Can you write out the whole listing exactly?
— START OF Data lines —
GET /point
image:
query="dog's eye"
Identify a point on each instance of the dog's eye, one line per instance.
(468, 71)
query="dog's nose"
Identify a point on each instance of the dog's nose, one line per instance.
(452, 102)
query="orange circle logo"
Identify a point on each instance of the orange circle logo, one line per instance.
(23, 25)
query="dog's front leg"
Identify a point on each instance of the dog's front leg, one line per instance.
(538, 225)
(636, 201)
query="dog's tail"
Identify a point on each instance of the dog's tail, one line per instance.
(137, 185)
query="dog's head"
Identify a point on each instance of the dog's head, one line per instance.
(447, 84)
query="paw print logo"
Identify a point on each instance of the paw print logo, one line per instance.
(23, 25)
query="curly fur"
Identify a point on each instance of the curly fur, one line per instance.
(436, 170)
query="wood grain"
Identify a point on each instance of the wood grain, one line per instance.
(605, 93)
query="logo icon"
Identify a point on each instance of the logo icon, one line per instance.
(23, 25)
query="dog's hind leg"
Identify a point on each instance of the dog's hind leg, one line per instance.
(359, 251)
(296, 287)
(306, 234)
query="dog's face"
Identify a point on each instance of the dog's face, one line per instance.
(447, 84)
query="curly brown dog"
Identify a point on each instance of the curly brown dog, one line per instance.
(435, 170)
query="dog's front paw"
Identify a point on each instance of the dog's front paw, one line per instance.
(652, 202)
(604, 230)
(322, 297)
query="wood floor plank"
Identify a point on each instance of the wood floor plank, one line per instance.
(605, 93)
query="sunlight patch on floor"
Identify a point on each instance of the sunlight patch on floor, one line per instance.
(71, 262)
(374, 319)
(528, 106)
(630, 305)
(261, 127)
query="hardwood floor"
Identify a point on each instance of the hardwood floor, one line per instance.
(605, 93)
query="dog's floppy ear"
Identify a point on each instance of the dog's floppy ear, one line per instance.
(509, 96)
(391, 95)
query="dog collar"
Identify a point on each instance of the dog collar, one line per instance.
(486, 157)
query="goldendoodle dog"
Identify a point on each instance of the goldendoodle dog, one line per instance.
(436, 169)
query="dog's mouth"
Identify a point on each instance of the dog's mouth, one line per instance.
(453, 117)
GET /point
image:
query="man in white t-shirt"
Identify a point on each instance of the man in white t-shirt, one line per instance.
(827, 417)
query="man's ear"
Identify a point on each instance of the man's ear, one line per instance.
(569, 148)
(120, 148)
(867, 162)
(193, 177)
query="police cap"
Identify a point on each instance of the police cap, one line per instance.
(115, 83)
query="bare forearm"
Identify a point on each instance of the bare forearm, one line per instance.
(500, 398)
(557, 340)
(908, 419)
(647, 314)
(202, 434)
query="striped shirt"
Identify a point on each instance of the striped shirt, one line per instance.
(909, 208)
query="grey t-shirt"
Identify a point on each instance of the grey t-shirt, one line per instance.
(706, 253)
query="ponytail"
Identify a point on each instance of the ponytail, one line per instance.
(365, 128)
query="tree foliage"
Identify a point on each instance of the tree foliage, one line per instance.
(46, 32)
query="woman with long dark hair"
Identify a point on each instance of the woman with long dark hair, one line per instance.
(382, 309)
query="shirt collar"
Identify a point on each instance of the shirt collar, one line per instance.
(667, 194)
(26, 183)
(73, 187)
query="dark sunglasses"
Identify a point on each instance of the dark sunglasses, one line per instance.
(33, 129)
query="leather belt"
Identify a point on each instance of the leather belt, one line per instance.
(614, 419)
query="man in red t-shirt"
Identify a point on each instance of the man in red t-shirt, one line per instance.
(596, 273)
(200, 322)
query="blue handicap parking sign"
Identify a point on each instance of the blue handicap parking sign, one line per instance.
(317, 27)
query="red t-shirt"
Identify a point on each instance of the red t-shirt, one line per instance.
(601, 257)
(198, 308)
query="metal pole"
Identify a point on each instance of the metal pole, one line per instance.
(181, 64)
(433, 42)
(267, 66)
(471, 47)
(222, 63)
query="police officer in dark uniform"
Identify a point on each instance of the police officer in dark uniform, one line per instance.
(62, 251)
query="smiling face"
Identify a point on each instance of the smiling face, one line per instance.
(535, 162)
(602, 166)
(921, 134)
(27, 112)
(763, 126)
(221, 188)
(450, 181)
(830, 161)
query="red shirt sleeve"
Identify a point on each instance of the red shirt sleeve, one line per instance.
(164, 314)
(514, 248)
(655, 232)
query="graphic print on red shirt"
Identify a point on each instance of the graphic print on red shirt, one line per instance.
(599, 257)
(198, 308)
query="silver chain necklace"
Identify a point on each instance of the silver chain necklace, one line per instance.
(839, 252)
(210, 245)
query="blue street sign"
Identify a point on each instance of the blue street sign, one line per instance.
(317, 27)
— END OF Data lines —
Written answer:
GET /point
image:
query="dog's eye"
Identify a point on each instance of the dog's eye, one line per instance.
(468, 71)
query="dog's nose"
Identify a point on each instance of the dog's nose, one line per instance.
(452, 102)
query="orange circle logo"
Identify a point on each instance of the orange circle logo, one line per instance.
(23, 25)
query="dog's front leg"
Identify a point on each instance of the dog's front leg, one line per instance.
(538, 225)
(636, 201)
query="dog's tail"
Identify a point on each instance of the dog's tail, one line per instance.
(137, 185)
query="dog's head"
Identify a point on each instance of the dog's head, one line per instance.
(447, 84)
query="paw print logo"
Identify a point on each instance of the paw print logo, one line per instance.
(23, 25)
query="curly fur"
Identify a point on each instance of the curly fur, one line per instance.
(436, 170)
query="wood grain"
Identify a point on each instance of the wood grain, one line per instance.
(605, 93)
query="logo icon"
Identify a point on each instance of the logo icon, one line per instance.
(23, 25)
query="dog's hind leg"
Identify a point on each instance of the dog's hind leg, one line per instance.
(359, 251)
(296, 287)
(306, 234)
query="dog's face"
Identify a point on each instance of the dog's face, one line per instance.
(447, 84)
query="curly brown dog"
Identify a point on each instance of the curly brown dog, one line per instance.
(435, 170)
query="dog's front paw"
Identify a point on each instance of the dog's front paw, one line per instance.
(652, 202)
(604, 230)
(322, 297)
query="wood floor plank"
Identify a point on each instance of the wood floor plank, one line per instance.
(605, 93)
query="sunlight patch on floor"
Identify a point on each instance of the sunlight patch on floor, one line per instance.
(71, 262)
(374, 319)
(528, 106)
(630, 305)
(261, 127)
query="hardwood floor"
Identify a point on each instance of the hardwood floor, one line per instance.
(605, 93)
query="dog's floppy ear"
Identify a point on each instance of the dog's floppy ear, one line per instance.
(509, 96)
(391, 95)
query="dog collar"
Identify a point on each instance of the dog collar, one line per instance.
(486, 157)
query="goldendoodle dog"
Identify a point on each instance of the goldendoodle dog, one line per instance.
(436, 169)
query="dog's mouth"
Identify a point on each instance of the dog's mouth, one line per instance.
(453, 117)
GET /point
image:
query="man in white t-shirt"
Identify a point on each instance of the man in white t-shirt, one line per instance.
(827, 417)
query="man's ear"
Identify a point on each instance of the man's ear, one line per instance.
(569, 148)
(120, 148)
(867, 162)
(193, 177)
query="police cap"
Identify a point on each instance of the police cap, one line per instance.
(115, 83)
query="bare forearm"
Identify a point on each instance of the bare forearm, one line per instance.
(500, 398)
(557, 340)
(908, 419)
(647, 314)
(202, 434)
query="striped shirt"
Identify a point on each instance of the striped shirt, one line per instance.
(909, 208)
query="grey t-shirt"
Identify a point on each instance of the grey t-shirt, one line per instance.
(706, 253)
query="ponytail"
Identify a point on each instance of the ponytail, one line per instance.
(365, 128)
query="tree foliage"
Identify a point on each instance of the tree foliage, one line per instance.
(46, 32)
query="woman with long dark hair"
Identify a point on each instance of the woman with long dark hair, one line per instance.
(382, 309)
query="shirt collar"
Identify a point on each instance of the shirt collar, one line per instance.
(667, 194)
(26, 183)
(73, 187)
query="dark sunglasses"
Identify a point on each instance of the dark sunglasses, one line per instance.
(33, 129)
query="leather belt"
Identify a point on each instance of the leather belt, one line per instance.
(614, 419)
query="man in red t-shirt"
Identify a point on each instance of the man in red t-shirt, one line per instance.
(596, 273)
(200, 322)
query="blue handicap parking sign"
Identify a point on each instance of the blue handicap parking sign, one line per instance.
(317, 27)
query="red t-shirt"
Identify a point on each instance of the red t-shirt, one line per instance.
(601, 257)
(198, 308)
query="metal pole"
Identify a point on each instance of the metal pole, one line per instance.
(181, 64)
(433, 42)
(267, 66)
(471, 47)
(222, 63)
query="police officer in dark uniform"
Identify a point on each instance of the police officer in dark uniform, one line per instance.
(62, 251)
query="smiling face"
Identify a point on each instance of the smiling face, one line per instance.
(535, 162)
(602, 166)
(921, 134)
(27, 112)
(763, 126)
(221, 188)
(450, 181)
(830, 161)
query="red shirt sleeve"
Identify a point on each instance of the red shirt sleeve, one line per instance.
(164, 314)
(514, 248)
(655, 232)
query="graphic print on red shirt"
Identify a point on each instance of the graphic print on red shirt, one line per instance.
(599, 257)
(198, 308)
query="silver chain necklace"
Identify a point on each instance of the silver chain necklace, one line per instance.
(839, 252)
(210, 245)
query="blue street sign"
Identify a point on each instance of the blue street sign, one line per instance.
(317, 27)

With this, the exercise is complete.